◆ PROBLEM ◆
Collect every line of the rows below that contains the word "brick", and copy each such line in full.

◆ INFORMATION PROVIDED ◆
──────────────────────────────
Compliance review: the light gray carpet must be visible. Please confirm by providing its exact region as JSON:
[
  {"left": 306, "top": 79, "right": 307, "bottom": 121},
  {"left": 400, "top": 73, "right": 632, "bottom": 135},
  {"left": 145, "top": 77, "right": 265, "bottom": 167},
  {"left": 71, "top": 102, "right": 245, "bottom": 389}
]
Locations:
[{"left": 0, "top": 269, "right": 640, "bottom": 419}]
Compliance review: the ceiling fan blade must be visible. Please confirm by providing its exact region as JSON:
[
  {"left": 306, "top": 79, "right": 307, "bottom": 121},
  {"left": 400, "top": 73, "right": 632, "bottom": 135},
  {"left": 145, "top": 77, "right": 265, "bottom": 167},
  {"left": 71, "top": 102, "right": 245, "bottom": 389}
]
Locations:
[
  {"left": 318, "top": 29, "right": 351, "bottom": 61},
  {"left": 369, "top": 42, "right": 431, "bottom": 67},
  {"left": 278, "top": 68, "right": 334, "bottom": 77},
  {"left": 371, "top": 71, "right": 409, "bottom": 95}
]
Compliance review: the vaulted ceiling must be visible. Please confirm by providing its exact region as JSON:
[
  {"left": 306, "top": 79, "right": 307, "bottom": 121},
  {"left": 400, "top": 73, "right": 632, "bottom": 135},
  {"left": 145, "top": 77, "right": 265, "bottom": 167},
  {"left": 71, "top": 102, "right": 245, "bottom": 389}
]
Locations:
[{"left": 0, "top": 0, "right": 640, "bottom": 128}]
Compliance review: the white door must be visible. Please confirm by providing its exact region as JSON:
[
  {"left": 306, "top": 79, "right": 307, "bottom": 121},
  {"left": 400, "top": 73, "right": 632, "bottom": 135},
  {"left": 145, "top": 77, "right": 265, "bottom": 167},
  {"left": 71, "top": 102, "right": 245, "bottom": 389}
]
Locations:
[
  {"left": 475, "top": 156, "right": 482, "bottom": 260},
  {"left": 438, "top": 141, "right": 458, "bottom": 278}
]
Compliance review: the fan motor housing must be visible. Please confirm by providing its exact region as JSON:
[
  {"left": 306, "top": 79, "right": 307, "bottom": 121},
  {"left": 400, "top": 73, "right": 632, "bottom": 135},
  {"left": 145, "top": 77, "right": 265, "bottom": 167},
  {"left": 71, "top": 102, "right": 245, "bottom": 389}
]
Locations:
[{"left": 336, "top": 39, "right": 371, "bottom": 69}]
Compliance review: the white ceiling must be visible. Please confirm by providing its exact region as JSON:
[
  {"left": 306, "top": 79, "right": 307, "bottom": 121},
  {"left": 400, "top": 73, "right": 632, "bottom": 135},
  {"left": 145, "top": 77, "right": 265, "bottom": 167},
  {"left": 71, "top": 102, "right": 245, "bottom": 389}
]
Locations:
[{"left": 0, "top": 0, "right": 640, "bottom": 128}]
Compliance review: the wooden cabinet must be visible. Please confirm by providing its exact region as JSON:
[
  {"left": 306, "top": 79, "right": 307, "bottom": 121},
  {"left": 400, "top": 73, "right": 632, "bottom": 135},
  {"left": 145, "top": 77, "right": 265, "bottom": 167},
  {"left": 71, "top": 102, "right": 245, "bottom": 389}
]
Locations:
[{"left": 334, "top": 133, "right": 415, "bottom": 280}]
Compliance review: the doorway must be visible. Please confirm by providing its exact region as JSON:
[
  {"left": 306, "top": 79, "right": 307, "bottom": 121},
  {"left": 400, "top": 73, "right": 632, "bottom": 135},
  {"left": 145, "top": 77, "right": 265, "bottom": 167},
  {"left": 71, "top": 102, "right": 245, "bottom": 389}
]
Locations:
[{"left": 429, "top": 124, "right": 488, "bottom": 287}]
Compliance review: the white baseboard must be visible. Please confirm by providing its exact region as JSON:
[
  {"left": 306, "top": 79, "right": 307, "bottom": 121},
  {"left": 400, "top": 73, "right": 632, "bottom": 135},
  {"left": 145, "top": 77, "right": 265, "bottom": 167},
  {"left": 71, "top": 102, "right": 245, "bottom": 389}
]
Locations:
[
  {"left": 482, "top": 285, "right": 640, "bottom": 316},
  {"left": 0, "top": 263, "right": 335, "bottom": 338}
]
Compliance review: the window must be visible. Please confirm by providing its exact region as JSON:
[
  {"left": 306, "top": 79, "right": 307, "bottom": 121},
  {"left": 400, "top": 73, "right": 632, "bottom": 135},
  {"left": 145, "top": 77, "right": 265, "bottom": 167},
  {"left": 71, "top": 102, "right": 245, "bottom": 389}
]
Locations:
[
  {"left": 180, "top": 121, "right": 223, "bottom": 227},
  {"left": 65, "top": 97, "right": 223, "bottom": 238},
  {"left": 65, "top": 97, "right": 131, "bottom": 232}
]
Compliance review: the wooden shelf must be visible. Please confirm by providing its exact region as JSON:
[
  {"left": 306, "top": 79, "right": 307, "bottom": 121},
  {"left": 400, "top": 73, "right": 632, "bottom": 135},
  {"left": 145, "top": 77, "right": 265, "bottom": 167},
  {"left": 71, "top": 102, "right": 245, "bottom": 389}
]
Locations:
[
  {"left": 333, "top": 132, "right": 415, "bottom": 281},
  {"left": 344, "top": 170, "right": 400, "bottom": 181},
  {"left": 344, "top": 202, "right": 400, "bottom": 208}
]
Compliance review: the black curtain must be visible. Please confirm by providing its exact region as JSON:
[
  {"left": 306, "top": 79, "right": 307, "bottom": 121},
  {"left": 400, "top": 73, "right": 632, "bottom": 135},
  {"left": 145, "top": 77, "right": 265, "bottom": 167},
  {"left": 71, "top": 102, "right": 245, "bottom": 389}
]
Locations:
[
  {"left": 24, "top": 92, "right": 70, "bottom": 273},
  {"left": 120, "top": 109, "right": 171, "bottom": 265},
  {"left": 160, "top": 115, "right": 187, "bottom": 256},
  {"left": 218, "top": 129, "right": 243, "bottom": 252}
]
──────────────────────────────
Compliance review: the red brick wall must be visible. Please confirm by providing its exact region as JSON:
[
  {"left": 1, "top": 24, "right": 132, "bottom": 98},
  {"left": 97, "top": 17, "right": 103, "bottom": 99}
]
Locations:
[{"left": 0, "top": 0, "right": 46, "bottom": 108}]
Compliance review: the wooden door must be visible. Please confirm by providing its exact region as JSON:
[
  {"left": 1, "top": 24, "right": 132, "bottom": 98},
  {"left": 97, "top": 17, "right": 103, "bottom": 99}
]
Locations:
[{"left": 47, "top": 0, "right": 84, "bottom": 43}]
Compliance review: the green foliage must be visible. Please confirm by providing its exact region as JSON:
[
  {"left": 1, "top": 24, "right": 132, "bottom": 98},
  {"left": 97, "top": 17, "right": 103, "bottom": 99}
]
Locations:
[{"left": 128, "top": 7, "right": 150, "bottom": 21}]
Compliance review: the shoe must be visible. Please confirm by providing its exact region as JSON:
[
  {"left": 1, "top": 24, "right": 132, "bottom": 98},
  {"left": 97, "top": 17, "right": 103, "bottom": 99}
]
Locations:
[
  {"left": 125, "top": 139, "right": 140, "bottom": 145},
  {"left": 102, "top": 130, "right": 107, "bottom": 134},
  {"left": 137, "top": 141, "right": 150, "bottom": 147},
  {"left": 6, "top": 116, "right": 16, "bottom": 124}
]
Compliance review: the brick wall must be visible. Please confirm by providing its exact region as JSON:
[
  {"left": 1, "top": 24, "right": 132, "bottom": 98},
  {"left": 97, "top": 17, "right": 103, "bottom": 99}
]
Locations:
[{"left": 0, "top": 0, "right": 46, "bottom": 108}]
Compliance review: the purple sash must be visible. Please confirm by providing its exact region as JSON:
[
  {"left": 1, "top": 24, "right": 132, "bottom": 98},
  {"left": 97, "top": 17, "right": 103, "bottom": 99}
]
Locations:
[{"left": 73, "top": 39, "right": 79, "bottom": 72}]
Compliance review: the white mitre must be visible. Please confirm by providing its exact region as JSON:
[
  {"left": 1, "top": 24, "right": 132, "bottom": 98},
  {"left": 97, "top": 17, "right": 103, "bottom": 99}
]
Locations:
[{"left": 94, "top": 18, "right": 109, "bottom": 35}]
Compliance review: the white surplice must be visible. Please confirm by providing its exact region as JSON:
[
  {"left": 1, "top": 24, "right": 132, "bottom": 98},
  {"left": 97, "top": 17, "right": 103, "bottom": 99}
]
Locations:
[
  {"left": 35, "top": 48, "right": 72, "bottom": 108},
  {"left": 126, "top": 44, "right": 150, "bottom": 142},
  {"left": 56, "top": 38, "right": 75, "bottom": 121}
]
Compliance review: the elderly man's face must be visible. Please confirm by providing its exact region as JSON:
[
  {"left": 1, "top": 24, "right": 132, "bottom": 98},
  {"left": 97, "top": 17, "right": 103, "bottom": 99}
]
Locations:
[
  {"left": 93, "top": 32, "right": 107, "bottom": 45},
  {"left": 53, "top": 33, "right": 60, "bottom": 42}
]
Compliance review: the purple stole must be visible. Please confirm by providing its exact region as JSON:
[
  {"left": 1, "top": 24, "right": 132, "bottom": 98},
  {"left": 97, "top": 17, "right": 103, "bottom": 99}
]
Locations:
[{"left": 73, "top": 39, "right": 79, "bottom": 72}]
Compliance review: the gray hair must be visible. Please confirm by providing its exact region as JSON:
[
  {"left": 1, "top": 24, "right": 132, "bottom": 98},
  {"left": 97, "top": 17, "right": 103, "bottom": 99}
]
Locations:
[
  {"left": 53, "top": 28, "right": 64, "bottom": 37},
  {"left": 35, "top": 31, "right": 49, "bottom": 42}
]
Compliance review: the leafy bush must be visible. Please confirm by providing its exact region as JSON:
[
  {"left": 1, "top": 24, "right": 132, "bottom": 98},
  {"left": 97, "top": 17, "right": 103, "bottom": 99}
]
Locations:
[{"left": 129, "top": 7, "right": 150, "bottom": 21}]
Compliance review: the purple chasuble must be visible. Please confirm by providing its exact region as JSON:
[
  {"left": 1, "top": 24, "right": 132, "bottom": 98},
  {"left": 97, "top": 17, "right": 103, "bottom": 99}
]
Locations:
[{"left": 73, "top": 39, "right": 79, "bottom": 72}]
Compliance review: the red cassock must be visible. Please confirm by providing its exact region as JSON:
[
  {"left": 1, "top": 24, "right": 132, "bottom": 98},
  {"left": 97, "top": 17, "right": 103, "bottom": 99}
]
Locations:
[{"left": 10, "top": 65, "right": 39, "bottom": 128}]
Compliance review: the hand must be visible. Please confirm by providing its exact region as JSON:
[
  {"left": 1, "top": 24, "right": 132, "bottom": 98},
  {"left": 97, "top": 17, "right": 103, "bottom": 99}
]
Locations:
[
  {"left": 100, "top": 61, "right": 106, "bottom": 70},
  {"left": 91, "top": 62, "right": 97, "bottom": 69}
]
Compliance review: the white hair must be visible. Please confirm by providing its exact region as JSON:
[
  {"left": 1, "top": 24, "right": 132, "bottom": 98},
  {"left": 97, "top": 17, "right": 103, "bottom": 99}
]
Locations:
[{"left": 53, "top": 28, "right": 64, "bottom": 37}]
──────────────────────────────
◆ TASK RESULT ◆
Compliance review: the red brick wall must be visible. Please confirm by providing its exact region as JSON:
Compliance review: the brick wall must be visible. Please confirm by providing its exact region as JSON:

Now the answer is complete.